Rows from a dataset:
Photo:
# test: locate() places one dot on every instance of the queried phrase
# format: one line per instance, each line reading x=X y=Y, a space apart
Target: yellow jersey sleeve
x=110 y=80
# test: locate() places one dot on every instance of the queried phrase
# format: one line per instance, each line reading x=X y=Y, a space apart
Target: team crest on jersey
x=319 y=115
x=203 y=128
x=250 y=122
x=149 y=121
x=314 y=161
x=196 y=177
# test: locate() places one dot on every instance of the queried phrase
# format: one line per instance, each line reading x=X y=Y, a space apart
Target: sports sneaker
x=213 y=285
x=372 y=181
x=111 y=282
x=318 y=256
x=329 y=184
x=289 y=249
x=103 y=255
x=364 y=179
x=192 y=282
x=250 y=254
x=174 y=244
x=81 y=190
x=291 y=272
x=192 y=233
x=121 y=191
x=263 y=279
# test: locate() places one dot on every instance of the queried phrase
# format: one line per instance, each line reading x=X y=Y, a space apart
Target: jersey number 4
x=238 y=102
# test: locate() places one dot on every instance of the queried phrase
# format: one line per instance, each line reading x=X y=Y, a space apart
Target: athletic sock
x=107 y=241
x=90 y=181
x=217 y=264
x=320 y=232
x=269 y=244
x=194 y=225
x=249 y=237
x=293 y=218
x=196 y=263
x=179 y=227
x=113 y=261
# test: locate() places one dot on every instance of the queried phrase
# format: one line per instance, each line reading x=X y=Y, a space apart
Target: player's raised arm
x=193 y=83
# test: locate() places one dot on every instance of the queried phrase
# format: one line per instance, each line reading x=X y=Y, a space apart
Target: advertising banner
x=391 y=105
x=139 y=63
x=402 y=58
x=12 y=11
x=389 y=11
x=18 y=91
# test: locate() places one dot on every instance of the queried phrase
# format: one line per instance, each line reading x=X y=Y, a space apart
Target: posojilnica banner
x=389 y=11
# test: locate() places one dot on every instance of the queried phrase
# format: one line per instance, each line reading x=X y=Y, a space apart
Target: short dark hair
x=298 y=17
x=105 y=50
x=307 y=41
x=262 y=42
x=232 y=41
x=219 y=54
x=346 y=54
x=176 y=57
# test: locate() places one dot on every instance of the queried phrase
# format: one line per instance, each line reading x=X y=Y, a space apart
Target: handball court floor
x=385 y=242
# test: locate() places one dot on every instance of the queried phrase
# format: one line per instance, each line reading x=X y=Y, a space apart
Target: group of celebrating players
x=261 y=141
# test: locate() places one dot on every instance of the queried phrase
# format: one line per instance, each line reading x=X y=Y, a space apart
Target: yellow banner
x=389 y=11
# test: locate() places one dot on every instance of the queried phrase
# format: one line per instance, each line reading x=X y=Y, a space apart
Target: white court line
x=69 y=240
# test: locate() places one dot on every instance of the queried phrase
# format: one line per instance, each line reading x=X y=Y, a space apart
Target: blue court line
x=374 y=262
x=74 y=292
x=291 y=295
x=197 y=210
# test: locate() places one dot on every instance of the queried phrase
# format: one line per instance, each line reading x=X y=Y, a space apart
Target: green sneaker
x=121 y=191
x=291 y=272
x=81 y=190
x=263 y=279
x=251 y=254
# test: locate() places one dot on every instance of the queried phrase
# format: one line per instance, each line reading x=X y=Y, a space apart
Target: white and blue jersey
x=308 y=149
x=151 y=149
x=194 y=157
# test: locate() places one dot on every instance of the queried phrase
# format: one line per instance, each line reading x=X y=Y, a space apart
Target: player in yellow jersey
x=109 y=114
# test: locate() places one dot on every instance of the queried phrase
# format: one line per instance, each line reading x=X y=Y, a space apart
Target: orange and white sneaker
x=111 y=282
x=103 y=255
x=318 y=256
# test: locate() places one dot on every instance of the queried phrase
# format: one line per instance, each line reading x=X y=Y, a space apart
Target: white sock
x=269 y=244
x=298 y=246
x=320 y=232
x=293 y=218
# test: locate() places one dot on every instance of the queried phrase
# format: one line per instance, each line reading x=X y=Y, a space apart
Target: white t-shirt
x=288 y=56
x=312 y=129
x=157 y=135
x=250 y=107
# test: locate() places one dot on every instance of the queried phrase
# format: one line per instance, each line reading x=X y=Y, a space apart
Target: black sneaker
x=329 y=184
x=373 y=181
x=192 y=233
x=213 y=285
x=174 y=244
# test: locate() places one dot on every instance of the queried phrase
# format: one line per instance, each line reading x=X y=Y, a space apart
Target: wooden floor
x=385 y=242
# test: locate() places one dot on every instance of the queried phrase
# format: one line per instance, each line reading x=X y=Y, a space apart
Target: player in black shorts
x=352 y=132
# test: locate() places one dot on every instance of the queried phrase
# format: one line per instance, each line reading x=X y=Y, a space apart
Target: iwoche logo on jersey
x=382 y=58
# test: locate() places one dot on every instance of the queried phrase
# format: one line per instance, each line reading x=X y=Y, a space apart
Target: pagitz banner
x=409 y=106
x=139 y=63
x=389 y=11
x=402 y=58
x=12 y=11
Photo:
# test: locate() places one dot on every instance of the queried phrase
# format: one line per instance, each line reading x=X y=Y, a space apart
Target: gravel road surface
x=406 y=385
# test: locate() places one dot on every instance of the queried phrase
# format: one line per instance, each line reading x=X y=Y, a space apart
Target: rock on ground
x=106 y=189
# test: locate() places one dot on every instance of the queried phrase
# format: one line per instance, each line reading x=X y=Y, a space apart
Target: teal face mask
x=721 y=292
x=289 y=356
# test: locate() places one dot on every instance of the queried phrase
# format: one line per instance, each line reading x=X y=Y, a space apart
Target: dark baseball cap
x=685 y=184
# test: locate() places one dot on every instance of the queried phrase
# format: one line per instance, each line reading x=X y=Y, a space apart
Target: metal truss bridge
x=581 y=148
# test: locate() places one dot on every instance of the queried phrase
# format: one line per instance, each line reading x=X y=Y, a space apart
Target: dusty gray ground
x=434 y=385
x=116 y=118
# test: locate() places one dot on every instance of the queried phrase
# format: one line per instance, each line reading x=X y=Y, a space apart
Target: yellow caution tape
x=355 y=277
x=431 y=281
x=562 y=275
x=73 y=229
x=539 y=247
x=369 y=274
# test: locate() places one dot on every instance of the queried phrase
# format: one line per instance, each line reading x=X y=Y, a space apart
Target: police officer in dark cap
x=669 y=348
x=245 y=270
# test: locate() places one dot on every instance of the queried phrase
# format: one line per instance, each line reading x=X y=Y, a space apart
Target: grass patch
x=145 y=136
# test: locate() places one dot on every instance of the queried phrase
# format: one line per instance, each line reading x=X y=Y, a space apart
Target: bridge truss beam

▶ Your instructions:
Emit the records above again, exactly, with no line skipped.

▶ Final result:
Photo:
# test: locate() places one dot on every instance of the queried phrase
# format: one line per instance, each line reading x=X y=Y, a space apart
Target: yellow jersey sleeve
x=110 y=80
# test: locate() places one dot on every instance of the queried phrase
# format: one line per instance, each line reading x=X y=Y, a space apart
Target: team crest on jersey
x=319 y=115
x=203 y=128
x=250 y=122
x=149 y=121
x=314 y=161
x=196 y=177
# test: locate() places one dot on every instance of the queried phrase
# format: one line per instance, each line reading x=X y=Y, a space apart
Target: sports sneaker
x=213 y=285
x=372 y=181
x=111 y=282
x=318 y=256
x=329 y=184
x=289 y=249
x=103 y=255
x=364 y=179
x=192 y=282
x=250 y=254
x=174 y=244
x=81 y=190
x=291 y=272
x=192 y=233
x=121 y=191
x=263 y=279
# test: locate() places one dot on every instance of the queried phrase
# format: one line per instance, each line reading x=X y=Y, a space apart
Target: jersey number 4
x=238 y=102
# test: locate() places one dot on every instance of the queried phrase
# format: one line per instance, each line reading x=X y=Y, a space apart
Target: athletic sock
x=107 y=241
x=90 y=181
x=217 y=264
x=320 y=232
x=269 y=244
x=194 y=225
x=249 y=237
x=293 y=218
x=196 y=263
x=179 y=227
x=113 y=261
# test: locate() places one dot on every instance of the queried phrase
# format: one line per instance, each line reading x=X y=Y, a space apart
Target: player's raised arm
x=193 y=83
# test: locate() places one dot on every instance of the queried phrase
# format: one line per instance, each line reading x=X y=Y, a space apart
Target: advertising banner
x=391 y=105
x=139 y=63
x=402 y=58
x=12 y=11
x=389 y=11
x=18 y=91
# test: locate() places one dot on every instance of the queried phrase
# format: one line per instance, each line reading x=X y=Y, a space apart
Target: posojilnica banner
x=389 y=11
# test: locate() places one dot on every instance of the queried phrase
# format: one line per instance, each line reading x=X y=Y, a space apart
Target: short dark hair
x=298 y=17
x=105 y=50
x=307 y=41
x=262 y=42
x=232 y=41
x=219 y=54
x=346 y=54
x=176 y=57
# test: locate() places one dot on every instance of the queried phrase
# format: one line per instance, each line reading x=X y=Y, a space apart
Target: handball court floor
x=385 y=242
# test: locate() places one dot on every instance of the queried phrase
# format: one line per instance, each line reading x=X y=Y, a space apart
Target: group of celebrating players
x=261 y=141
# test: locate() places one dot on every instance of the queried phrase
# format: one line per instance, each line reading x=X y=Y, a space apart
Target: yellow banner
x=389 y=11
# test: locate() places one dot on every instance of the queried phrase
# format: one line per instance, each line reading x=X y=Y, a space apart
Target: white court line
x=69 y=240
# test: locate() places one dot on every instance of the queried phrase
# format: one line per instance, each line reading x=X y=Y, a space apart
Target: blue court line
x=374 y=262
x=74 y=292
x=291 y=295
x=197 y=210
# test: locate() places one dot on every instance of the queried phrase
# format: one line per instance, each line reading x=X y=Y, a space apart
Target: green sneaker
x=121 y=191
x=291 y=272
x=81 y=190
x=263 y=279
x=251 y=254
# test: locate() places one dot on every instance of the queried phrase
# format: one line per instance, each line reading x=X y=Y, a space apart
Target: white and blue jersey
x=308 y=149
x=151 y=149
x=194 y=157
# test: locate() places one dot on every instance of the queried phrase
# format: one line per instance, each line reading x=X y=Y, a space apart
Target: player in yellow jersey
x=109 y=114
# test: locate() places one dot on every instance of the queried phrase
# format: one line per instance, each line reading x=X y=Y, a space apart
Target: orange and white sneaker
x=111 y=282
x=103 y=255
x=318 y=256
# test: locate() places one dot on every instance of the queried phrase
# format: one line per instance, each line reading x=X y=Y, a space apart
Target: white sock
x=269 y=244
x=298 y=246
x=320 y=232
x=293 y=218
# test: locate() places one dot on every instance of the queried phrase
# format: one line per instance, each line reading x=X y=Y, a space apart
Target: white t-shirt
x=288 y=56
x=312 y=129
x=157 y=135
x=250 y=107
# test: locate() places one dot on every instance of the queried phrase
# format: one line per instance, each line reading x=X y=Y, a space apart
Target: black sneaker
x=329 y=184
x=373 y=181
x=192 y=233
x=213 y=285
x=174 y=244
# test: locate() places one dot on every instance of the queried phrase
# format: one line per instance, each line reading x=X y=Y, a space apart
Target: wooden floor
x=385 y=242
# test: locate() places one dot on every instance of the queried phrase
# format: one line per instance, each line reading x=X y=Y, a space apart
Target: player in black shorts
x=352 y=132
# test: locate() places one dot on every instance of the queried phrase
# format: one line per instance, each line reading x=X y=Y, a space apart
Target: iwoche logo on jersey
x=382 y=58
# test: locate() places one dot on every instance of the queried phrase
# format: one line per instance, each line reading x=X y=Y, a space apart
Target: pagitz banner
x=409 y=106
x=139 y=63
x=389 y=11
x=402 y=58
x=12 y=11
Photo:
# test: locate() places one dot on every instance of the queried phrase
# format: one line per instance, each line reading x=X y=Y, a space apart
Target: gravel road surface
x=406 y=385
# test: locate() places one dot on every instance of the queried phrase
# format: one line per instance, each line reading x=X y=Y, a space apart
Target: rock on ground
x=106 y=189
# test: locate() places one dot on every instance of the queried phrase
# format: one line per instance, each line reading x=X y=Y, a space apart
Target: teal face mask
x=721 y=292
x=289 y=356
# test: locate() places one dot on every instance of the queried phrase
# format: one line per instance, each line reading x=X y=Y, a space apart
Target: dark baseball cap
x=685 y=184
# test: locate() places one dot on every instance of the queried phrase
# format: one line per instance, each line reading x=X y=Y, a space apart
Target: metal truss bridge
x=581 y=148
# test: locate() places one dot on every instance of the queried phrase
# format: one line per instance, each line reading x=X y=Y, a space apart
Target: dusty gray ground
x=434 y=385
x=116 y=118
# test: locate() places one dot on every instance of the queried phrase
# format: one line per instance, each line reading x=X y=Y, a space apart
Target: yellow caution tape
x=355 y=277
x=431 y=281
x=562 y=275
x=73 y=229
x=539 y=247
x=369 y=274
# test: locate() places one dot on every instance of the queried phrase
# format: one line per instance, each line reading x=X y=Y, a space apart
Target: police officer in dark cap
x=669 y=348
x=245 y=270
# test: locate() places one dot on every instance of the queried phrase
# format: one line per instance, each line reading x=X y=Y, a space apart
Target: grass patch
x=145 y=136
# test: locate() places one dot on every instance of the queried phrase
# format: one line per instance, each line reading x=X y=Y, a space apart
Target: bridge truss beam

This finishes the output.